--- Start of Material shown ---

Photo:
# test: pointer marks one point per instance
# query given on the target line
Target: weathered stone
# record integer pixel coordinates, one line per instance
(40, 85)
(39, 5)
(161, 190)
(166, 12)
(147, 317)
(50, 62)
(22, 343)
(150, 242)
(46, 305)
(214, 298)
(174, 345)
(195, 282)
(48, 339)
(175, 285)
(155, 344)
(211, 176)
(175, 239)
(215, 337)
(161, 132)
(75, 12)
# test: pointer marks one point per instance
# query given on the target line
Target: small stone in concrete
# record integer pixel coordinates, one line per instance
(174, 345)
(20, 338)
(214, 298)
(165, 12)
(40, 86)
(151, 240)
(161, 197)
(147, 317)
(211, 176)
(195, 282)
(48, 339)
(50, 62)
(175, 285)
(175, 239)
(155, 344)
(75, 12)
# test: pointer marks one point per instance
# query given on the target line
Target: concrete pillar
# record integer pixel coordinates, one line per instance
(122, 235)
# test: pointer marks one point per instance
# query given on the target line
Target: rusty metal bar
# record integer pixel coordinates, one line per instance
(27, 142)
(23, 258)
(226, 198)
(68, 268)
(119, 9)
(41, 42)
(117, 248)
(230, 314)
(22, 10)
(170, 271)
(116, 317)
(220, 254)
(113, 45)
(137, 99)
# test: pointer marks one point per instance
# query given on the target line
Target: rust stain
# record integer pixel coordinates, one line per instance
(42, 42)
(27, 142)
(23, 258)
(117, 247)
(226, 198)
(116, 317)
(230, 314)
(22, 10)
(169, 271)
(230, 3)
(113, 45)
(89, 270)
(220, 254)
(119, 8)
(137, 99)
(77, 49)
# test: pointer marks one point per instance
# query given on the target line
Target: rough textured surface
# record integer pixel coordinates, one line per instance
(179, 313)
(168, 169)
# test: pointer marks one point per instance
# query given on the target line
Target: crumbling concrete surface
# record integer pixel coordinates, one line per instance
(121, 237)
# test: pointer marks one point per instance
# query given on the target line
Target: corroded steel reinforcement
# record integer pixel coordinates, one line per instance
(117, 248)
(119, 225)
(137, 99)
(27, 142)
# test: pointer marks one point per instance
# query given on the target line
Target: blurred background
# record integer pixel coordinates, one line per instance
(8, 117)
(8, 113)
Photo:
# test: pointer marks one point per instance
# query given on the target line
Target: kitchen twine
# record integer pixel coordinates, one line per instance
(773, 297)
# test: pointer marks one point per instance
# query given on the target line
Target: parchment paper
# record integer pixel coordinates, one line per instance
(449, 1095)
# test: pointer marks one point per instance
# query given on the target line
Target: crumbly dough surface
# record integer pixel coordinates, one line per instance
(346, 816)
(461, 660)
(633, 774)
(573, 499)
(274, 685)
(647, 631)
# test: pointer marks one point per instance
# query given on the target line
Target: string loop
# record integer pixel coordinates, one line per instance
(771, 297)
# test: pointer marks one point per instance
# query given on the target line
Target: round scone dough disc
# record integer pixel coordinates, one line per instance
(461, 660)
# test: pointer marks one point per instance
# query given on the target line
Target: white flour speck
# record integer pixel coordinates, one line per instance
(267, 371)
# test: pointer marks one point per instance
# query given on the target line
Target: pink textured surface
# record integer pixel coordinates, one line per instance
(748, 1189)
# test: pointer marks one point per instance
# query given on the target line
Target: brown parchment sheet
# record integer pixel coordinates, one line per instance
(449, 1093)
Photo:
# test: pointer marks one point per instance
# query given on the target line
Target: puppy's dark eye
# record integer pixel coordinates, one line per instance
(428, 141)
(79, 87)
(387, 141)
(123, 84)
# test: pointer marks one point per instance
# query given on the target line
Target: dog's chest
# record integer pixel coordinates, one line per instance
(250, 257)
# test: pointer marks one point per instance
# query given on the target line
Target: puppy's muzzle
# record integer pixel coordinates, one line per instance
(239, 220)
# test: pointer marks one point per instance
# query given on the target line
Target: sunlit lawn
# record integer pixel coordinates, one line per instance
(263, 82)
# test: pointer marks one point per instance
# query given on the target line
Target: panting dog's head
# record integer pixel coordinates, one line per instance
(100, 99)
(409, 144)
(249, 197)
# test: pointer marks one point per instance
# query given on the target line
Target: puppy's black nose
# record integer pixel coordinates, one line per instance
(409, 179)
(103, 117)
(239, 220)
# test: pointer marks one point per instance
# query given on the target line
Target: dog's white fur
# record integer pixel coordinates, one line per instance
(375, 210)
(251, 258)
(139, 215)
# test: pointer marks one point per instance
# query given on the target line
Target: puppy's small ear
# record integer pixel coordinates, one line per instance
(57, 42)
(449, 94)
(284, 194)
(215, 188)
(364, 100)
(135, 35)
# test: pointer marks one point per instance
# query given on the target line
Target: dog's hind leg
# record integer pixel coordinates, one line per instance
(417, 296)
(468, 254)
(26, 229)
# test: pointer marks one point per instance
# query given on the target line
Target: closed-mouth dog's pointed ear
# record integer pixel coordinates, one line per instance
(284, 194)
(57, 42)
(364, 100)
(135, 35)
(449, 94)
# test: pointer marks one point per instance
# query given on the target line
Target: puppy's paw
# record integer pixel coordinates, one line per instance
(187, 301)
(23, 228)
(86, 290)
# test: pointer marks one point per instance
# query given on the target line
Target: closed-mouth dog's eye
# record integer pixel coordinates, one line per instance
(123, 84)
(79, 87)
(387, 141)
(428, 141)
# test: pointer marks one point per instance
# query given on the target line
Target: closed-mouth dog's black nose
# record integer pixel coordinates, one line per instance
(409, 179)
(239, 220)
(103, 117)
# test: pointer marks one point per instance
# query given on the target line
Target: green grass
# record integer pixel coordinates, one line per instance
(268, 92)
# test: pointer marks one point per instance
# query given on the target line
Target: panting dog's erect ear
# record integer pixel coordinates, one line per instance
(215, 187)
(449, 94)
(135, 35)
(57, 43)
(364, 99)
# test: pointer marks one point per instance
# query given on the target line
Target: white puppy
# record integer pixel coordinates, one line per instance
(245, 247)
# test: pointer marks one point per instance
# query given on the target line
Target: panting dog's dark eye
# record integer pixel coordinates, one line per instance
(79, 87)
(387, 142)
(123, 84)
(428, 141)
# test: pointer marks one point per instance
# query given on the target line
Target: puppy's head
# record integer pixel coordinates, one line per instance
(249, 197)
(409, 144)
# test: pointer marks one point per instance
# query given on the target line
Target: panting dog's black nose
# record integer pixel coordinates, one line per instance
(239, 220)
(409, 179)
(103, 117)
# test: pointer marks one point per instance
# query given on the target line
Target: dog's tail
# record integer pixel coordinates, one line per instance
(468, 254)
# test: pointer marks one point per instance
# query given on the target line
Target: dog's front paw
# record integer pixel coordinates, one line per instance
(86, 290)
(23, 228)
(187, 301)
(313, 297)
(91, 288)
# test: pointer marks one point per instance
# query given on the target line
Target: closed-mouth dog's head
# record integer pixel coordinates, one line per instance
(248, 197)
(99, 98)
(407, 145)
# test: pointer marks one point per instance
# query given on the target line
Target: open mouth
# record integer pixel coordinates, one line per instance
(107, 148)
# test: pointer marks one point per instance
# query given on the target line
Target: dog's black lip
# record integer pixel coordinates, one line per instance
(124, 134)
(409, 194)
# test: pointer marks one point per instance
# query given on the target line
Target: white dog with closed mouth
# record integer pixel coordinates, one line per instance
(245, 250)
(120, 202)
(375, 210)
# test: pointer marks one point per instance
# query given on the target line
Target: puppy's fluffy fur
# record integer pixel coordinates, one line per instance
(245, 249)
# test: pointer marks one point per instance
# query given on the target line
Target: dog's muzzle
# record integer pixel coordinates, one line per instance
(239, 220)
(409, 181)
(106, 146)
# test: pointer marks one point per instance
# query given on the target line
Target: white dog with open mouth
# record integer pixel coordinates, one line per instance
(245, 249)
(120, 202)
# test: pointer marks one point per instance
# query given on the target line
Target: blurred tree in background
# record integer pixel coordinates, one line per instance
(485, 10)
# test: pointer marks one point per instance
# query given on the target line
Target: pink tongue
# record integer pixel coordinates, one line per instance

--- End of Material shown ---

**Job**.
Please identify every line of the material above that contains the word "pink", copying each of those lines in full. Case counts.

**Solution for this exercise**.
Target: pink textured surface
Target: pink tongue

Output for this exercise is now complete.